Task goal -
Repeat the lines that follow, leaving nothing out.

Data to use -
# # #
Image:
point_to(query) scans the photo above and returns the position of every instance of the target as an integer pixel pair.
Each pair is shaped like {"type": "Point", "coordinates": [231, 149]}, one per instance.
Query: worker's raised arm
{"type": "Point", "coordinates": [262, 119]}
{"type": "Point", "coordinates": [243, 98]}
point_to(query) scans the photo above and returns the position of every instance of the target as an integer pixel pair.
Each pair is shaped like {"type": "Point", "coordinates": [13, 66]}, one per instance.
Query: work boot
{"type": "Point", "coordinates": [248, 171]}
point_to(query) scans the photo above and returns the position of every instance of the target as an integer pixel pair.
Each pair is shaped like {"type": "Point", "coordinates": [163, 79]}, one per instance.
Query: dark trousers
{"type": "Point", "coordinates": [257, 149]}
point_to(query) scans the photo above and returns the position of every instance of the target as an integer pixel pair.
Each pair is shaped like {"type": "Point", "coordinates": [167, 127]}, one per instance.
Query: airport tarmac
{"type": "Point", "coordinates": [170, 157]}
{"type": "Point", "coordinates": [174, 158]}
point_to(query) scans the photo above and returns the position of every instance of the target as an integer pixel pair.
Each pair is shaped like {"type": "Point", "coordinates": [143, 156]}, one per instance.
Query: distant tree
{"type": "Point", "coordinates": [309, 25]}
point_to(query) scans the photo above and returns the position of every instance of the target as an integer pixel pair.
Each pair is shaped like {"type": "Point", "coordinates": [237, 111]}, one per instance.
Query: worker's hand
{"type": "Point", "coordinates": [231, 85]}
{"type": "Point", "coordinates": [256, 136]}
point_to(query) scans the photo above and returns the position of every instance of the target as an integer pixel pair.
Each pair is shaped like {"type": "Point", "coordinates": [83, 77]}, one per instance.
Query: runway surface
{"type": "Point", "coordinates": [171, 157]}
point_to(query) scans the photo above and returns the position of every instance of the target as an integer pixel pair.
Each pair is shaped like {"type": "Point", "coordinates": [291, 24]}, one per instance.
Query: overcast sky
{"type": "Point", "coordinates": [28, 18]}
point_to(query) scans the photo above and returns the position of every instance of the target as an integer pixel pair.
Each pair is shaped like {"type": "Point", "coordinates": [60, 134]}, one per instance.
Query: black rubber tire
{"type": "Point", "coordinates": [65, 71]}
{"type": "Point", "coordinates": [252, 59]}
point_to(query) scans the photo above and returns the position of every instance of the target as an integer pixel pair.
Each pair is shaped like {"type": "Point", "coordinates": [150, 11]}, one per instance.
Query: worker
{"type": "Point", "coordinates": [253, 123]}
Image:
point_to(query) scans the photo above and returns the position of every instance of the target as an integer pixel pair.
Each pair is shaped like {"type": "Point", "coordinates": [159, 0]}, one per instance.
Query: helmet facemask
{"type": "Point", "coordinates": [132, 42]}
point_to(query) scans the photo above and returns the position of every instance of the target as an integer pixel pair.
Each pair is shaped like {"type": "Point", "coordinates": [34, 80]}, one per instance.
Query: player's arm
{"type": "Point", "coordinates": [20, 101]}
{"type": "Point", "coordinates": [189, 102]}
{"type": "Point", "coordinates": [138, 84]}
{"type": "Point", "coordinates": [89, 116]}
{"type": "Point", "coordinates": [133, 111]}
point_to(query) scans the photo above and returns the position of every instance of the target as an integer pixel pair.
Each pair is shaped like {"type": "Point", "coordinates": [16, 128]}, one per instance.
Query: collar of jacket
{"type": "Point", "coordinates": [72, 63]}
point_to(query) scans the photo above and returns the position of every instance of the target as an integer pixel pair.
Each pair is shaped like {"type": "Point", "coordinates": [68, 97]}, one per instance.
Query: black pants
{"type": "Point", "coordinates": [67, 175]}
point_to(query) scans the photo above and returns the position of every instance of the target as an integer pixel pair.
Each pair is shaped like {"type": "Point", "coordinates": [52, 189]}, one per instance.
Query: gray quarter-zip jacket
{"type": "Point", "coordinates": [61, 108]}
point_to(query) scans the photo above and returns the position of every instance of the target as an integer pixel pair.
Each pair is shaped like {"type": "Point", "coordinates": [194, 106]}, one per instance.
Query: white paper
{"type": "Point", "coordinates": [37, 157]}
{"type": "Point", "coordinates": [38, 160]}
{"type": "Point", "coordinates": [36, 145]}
# # #
Worked answer -
Image:
point_to(query) scans the photo above and returns the position of every instance of the target as an integer pixel pair.
Each pair is shaped like {"type": "Point", "coordinates": [231, 149]}, one per instance.
Query: worker's raised arm
{"type": "Point", "coordinates": [262, 119]}
{"type": "Point", "coordinates": [243, 98]}
point_to(query) scans the photo above and returns the position of every instance of the target as an integer pixel pair.
Each pair is shaped like {"type": "Point", "coordinates": [13, 66]}, one per instance.
Query: work boot
{"type": "Point", "coordinates": [248, 171]}
point_to(query) scans the photo above and returns the position of every instance of the target as an integer pixel pair.
Each pair is shaped like {"type": "Point", "coordinates": [163, 79]}, one per instance.
Query: dark trousers
{"type": "Point", "coordinates": [257, 149]}
point_to(query) scans the photo above and returns the position of every instance of the target as an integer pixel pair.
Each pair is shaped like {"type": "Point", "coordinates": [167, 127]}, one per instance.
Query: airport tarmac
{"type": "Point", "coordinates": [170, 157]}
{"type": "Point", "coordinates": [174, 158]}
point_to(query) scans the photo above and returns the position of every instance of the target as an integer pixel pair.
Each pair is shaped like {"type": "Point", "coordinates": [143, 156]}, one per instance.
Query: distant tree
{"type": "Point", "coordinates": [309, 25]}
point_to(query) scans the photo above and returns the position of every instance of the target as an integer pixel pair.
Each pair is shaped like {"type": "Point", "coordinates": [237, 111]}, one per instance.
Query: worker's hand
{"type": "Point", "coordinates": [231, 85]}
{"type": "Point", "coordinates": [256, 136]}
point_to(query) scans the photo above and returns the position of every instance of the target as an integer pixel pair.
Each pair is shaped like {"type": "Point", "coordinates": [83, 77]}, one per instance.
Query: runway surface
{"type": "Point", "coordinates": [171, 157]}
point_to(query) scans the photo above and returns the position of every instance of the target as an integer pixel pair.
Each pair is shaped like {"type": "Point", "coordinates": [291, 24]}, one per instance.
Query: overcast sky
{"type": "Point", "coordinates": [28, 18]}
point_to(query) scans the photo above and returns the position of every instance of the target as an integer pixel pair.
Each pair is shaped like {"type": "Point", "coordinates": [60, 134]}, one per instance.
Query: black rubber tire
{"type": "Point", "coordinates": [65, 71]}
{"type": "Point", "coordinates": [252, 59]}
point_to(query) scans the photo above and returns the position of every instance of the target as an integer pixel pair.
Each pair is shaped like {"type": "Point", "coordinates": [150, 11]}, one per instance.
Query: worker
{"type": "Point", "coordinates": [253, 123]}
Image:
point_to(query) scans the photo above and returns the position of every instance of the target as an integer pixel pair.
Each pair is shaped like {"type": "Point", "coordinates": [159, 0]}, one per instance.
Query: helmet facemask
{"type": "Point", "coordinates": [132, 42]}
point_to(query) scans the photo above and returns the position of every instance of the target as an integer pixel pair.
Each pair is shaped like {"type": "Point", "coordinates": [34, 80]}, one per instance.
Query: player's arm
{"type": "Point", "coordinates": [20, 101]}
{"type": "Point", "coordinates": [189, 102]}
{"type": "Point", "coordinates": [138, 84]}
{"type": "Point", "coordinates": [89, 116]}
{"type": "Point", "coordinates": [133, 111]}
point_to(query) scans the photo above and returns the position of every instance of the target as an integer pixel pair.
Each pair is shaped like {"type": "Point", "coordinates": [16, 128]}, one per instance.
Query: collar of jacket
{"type": "Point", "coordinates": [72, 63]}
point_to(query) scans the photo above and returns the position of every instance of the target as an integer pixel pair.
Each pair is shaped like {"type": "Point", "coordinates": [68, 97]}, one per instance.
Query: black pants
{"type": "Point", "coordinates": [67, 175]}
point_to(query) scans the photo above and returns the position of every instance of the target as an integer pixel pair.
Each pair is shaped like {"type": "Point", "coordinates": [52, 189]}, one per instance.
Query: gray quarter-zip jacket
{"type": "Point", "coordinates": [61, 108]}
point_to(query) scans the photo above and returns the position of every instance of the target as an integer pixel pair.
Each pair is shaped like {"type": "Point", "coordinates": [194, 106]}, one per instance.
Query: white paper
{"type": "Point", "coordinates": [37, 157]}
{"type": "Point", "coordinates": [38, 160]}
{"type": "Point", "coordinates": [36, 145]}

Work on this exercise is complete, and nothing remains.